- **Selected passage**:
Mr. Speaker, while the hon. member is engaged in giving the House a history lesson he might be well advised to include in his remarks the fact that long before Claude Ryan in 1980, or long before they asked the
first question in a poll in 1944, the predecessor of the NDP, the CCF, was calling for the abolition of the Senate since 1933.
This is the longstanding position of our party with respect to the Senate and the effrontery over the decades at having an appointed body in the centre of our democratic decision making process. I have certainly found it very difficult on occasion to explain Canadian senators when I have been in other countries with them. They tend to be treated as if they are American senators. Everybody sort of oohs and ahs when they hear that someone is a senator. We have to take them aside and explain that they are not like American senators who get elected every six years, that these people are appointed for life and are thereafter untouchable except by the good Lord himself. It is something that most banana republics would not tolerate, the idea of having a body like this one appointed basically for life or until age 75.
I wanted to say that we agree with the notion that the Senate should be abolished. It is certainly something that has been on the Canadian political table for a long time, long before the Bloc Quebecois came along. We have been open in recent years as to how the Senate might be reinvented on a more democratic basis to deal with some of the political problems that the country has experienced, and we continue to be open to that.
As for the existing Senate, that appointed body, we continually take the same offence at it that we have historically taken. We therefore agree with the thrust of the motion to do away with the current Senate.

- **Excerpted records**:
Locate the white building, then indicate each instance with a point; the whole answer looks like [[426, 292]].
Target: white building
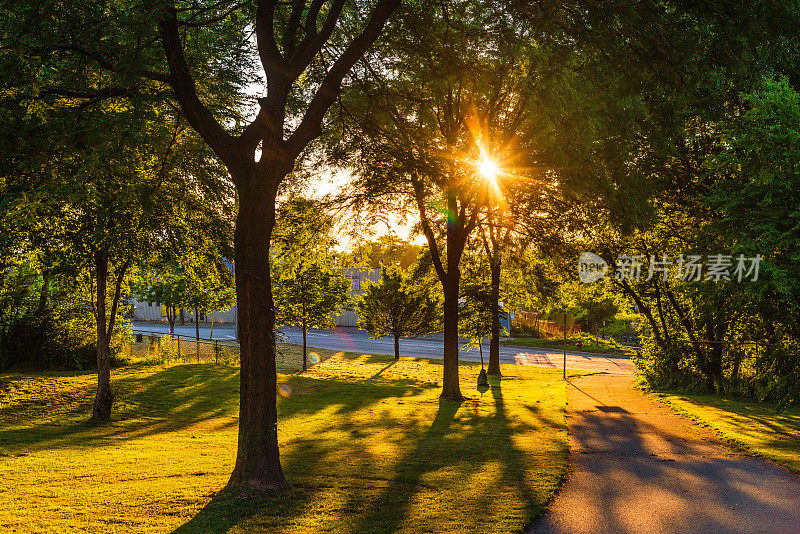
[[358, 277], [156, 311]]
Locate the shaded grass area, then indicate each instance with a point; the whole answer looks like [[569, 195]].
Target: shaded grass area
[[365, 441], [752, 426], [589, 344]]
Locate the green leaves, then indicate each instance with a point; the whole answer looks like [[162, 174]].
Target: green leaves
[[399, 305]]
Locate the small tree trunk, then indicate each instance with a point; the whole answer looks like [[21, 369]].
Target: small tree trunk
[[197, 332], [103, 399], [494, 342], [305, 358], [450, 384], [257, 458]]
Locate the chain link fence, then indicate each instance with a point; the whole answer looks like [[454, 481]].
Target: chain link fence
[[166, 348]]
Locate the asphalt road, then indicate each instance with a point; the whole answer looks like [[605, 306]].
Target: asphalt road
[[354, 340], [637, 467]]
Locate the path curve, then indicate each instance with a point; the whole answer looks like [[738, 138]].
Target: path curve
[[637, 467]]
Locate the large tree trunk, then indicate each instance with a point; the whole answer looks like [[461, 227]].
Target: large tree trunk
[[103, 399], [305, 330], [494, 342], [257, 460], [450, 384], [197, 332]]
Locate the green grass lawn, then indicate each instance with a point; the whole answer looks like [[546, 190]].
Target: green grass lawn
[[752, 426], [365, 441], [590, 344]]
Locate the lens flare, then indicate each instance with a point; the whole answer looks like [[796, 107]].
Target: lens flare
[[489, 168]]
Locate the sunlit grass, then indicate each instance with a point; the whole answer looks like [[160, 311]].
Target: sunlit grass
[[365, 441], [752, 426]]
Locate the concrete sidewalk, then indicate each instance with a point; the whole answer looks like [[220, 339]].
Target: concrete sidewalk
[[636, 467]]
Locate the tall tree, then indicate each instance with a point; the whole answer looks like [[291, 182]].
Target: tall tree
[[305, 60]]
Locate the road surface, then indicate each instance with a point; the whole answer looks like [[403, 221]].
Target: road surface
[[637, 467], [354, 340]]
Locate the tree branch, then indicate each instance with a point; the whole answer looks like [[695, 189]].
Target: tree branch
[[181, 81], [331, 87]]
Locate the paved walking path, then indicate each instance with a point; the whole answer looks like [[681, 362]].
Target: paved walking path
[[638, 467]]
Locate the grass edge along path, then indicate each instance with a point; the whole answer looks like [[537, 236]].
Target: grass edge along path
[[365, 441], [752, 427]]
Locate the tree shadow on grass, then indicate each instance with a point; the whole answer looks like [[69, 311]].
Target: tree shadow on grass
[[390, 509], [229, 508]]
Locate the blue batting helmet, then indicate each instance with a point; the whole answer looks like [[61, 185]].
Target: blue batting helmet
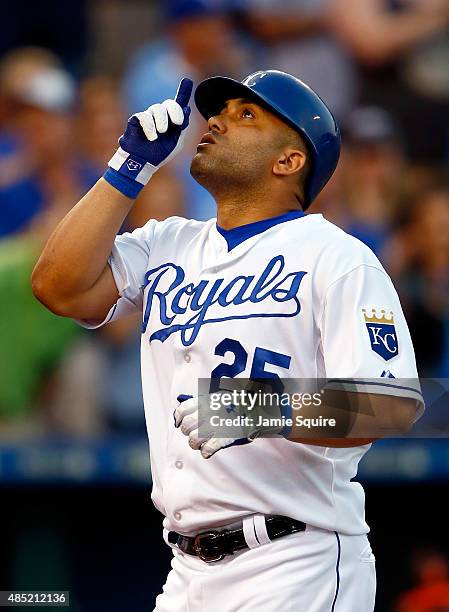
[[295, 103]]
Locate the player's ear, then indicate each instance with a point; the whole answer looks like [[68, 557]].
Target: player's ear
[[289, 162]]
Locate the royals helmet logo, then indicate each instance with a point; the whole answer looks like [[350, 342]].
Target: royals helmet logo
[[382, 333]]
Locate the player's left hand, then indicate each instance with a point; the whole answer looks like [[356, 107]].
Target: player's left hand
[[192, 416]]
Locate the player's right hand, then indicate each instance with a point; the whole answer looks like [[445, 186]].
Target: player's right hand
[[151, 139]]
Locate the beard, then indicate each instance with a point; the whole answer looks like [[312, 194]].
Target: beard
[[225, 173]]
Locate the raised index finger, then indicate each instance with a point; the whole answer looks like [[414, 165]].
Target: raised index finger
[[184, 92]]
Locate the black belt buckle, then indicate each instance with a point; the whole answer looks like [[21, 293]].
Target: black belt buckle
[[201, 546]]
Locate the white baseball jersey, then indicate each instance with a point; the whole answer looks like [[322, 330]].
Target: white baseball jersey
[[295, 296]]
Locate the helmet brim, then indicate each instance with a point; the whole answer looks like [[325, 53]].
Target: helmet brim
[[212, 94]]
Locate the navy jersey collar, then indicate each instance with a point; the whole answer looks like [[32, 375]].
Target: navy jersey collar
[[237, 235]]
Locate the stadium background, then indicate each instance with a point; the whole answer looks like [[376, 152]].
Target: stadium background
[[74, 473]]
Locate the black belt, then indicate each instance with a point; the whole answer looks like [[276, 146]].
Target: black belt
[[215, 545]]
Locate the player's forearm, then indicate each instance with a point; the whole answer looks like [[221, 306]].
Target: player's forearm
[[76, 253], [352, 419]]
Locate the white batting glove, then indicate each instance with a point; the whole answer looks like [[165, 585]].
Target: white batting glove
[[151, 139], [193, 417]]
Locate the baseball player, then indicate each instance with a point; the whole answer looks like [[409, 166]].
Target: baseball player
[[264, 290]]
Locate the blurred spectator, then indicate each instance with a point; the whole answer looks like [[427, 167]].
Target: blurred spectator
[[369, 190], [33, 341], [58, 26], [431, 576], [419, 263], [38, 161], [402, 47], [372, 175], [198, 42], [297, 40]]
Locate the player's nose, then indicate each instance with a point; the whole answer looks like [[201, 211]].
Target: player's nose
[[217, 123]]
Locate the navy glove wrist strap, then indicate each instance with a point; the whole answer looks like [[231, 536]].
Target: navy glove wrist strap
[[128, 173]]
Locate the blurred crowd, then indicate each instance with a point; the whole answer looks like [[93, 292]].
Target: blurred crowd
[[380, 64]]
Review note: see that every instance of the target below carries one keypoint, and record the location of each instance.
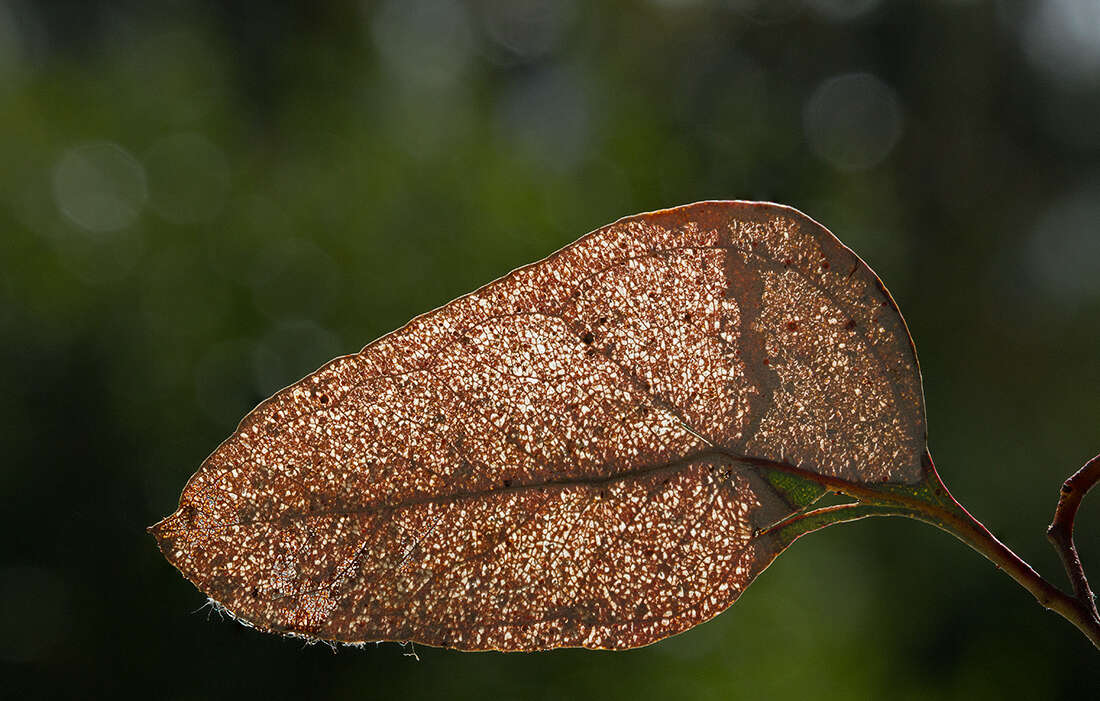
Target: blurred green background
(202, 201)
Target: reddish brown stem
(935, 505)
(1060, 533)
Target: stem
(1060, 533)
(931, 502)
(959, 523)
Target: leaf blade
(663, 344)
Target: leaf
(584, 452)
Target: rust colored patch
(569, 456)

- **Exercise description**: Reproduce the passage of the Senate speech above that opens with the words containing "I wanted to" and closes with "open to that.", keeping every word as it is.

- **Reply to the task**:
I wanted to say that we agree with the notion that the Senate should be abolished. It is certainly something that has been on the Canadian political table for a long time, long before the Bloc Quebecois came along. We have been open in recent years as to how the Senate might be reinvented on a more democratic basis to deal with some of the political problems that the country has experienced, and we continue to be open to that.